[Records contained in a dataset]
-=-=-
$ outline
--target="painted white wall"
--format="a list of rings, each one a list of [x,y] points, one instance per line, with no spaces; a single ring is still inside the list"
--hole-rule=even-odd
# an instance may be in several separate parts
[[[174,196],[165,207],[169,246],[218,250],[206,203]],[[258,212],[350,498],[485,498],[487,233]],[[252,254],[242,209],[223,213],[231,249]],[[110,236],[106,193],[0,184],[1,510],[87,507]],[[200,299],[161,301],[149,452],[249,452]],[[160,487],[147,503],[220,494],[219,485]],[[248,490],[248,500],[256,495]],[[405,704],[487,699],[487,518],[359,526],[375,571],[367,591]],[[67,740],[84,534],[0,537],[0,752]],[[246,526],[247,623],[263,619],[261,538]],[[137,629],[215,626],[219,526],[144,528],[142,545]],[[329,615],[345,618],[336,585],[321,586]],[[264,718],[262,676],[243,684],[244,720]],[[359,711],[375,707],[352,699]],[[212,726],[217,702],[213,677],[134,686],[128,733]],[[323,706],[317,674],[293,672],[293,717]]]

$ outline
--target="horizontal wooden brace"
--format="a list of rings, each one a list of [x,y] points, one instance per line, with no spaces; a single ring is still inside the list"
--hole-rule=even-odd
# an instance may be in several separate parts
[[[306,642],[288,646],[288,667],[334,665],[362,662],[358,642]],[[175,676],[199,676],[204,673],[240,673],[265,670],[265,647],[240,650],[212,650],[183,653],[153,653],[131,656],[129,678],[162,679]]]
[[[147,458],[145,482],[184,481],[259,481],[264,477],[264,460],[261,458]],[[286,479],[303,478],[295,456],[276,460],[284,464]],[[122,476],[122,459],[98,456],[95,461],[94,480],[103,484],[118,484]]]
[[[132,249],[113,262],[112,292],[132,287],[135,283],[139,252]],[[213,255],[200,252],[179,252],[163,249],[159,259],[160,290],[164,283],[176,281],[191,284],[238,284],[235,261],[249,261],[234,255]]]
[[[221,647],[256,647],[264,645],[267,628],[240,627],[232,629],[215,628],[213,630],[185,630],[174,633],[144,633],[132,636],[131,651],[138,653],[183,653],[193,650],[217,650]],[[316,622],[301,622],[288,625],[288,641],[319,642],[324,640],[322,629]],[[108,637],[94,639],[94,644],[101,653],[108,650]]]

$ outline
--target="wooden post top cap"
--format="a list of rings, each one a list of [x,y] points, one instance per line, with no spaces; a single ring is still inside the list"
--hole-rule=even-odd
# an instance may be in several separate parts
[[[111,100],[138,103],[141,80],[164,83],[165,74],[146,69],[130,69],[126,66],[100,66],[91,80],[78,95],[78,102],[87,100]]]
-=-=-
Set out the complete listing exactly as shown.

_THE REPLY_
$ outline
--target="painted white wall"
--format="a list of rings, each one a list of [x,y] points, one instance per line, with no spaces; a single ring is still inside the list"
--hole-rule=even-odd
# an instance may be in several separate parts
[[[174,196],[165,207],[169,246],[218,250],[206,203]],[[258,212],[350,498],[485,498],[487,233]],[[252,254],[242,209],[223,213],[231,249]],[[110,236],[106,193],[0,184],[1,510],[87,507]],[[200,299],[161,301],[149,452],[249,452]],[[160,487],[147,503],[220,494],[219,485]],[[248,490],[248,500],[256,495]],[[405,704],[487,699],[487,518],[359,526],[375,571],[367,591]],[[67,740],[84,534],[0,537],[0,752]],[[246,526],[247,623],[263,619],[261,538]],[[137,629],[215,626],[219,526],[144,528],[142,545]],[[329,615],[345,618],[336,585],[321,586]],[[264,718],[262,676],[243,684],[244,720]],[[359,711],[375,707],[352,699]],[[212,726],[217,702],[213,677],[134,686],[128,733]],[[323,706],[317,674],[293,672],[293,717]]]

$ outline
--target="horizontal wooden brace"
--format="a list of rings, each one a list of [x,y] points, one instance per line, with no spaces; a single ring is still inside the list"
--hole-rule=even-odd
# an instance may be in several separate parts
[[[306,642],[288,646],[288,667],[334,665],[362,662],[358,642]],[[175,676],[199,676],[204,673],[240,673],[265,670],[265,647],[240,650],[212,650],[183,653],[153,653],[131,656],[129,678],[162,679]]]
[[[147,458],[145,482],[184,481],[259,481],[264,477],[264,460],[261,458]],[[286,479],[303,478],[295,456],[276,460],[284,464]],[[122,476],[122,459],[98,456],[95,461],[94,480],[103,484],[118,484]]]
[[[132,249],[113,262],[112,292],[132,287],[135,283],[139,252]],[[213,255],[200,252],[179,252],[163,249],[159,259],[160,290],[164,283],[176,281],[191,284],[238,284],[235,261],[249,261],[234,255]]]
[[[221,647],[256,647],[264,645],[267,628],[240,627],[232,629],[215,628],[213,630],[185,630],[174,633],[144,633],[132,636],[131,651],[138,653],[183,653],[193,650],[217,650]],[[316,622],[301,622],[288,625],[288,641],[319,642],[324,640],[322,629]],[[108,637],[94,639],[94,644],[101,653],[108,650]]]

$ outline
--target="wooden post top cap"
--format="a list of rings, each one a list of [x,y] points, one instance per line, with no spaces; a single ring is still inside the list"
--hole-rule=even-odd
# an instance may be in several separate parts
[[[111,100],[138,103],[141,80],[164,83],[165,74],[146,69],[130,69],[126,66],[100,66],[91,80],[78,95],[78,102],[87,100]]]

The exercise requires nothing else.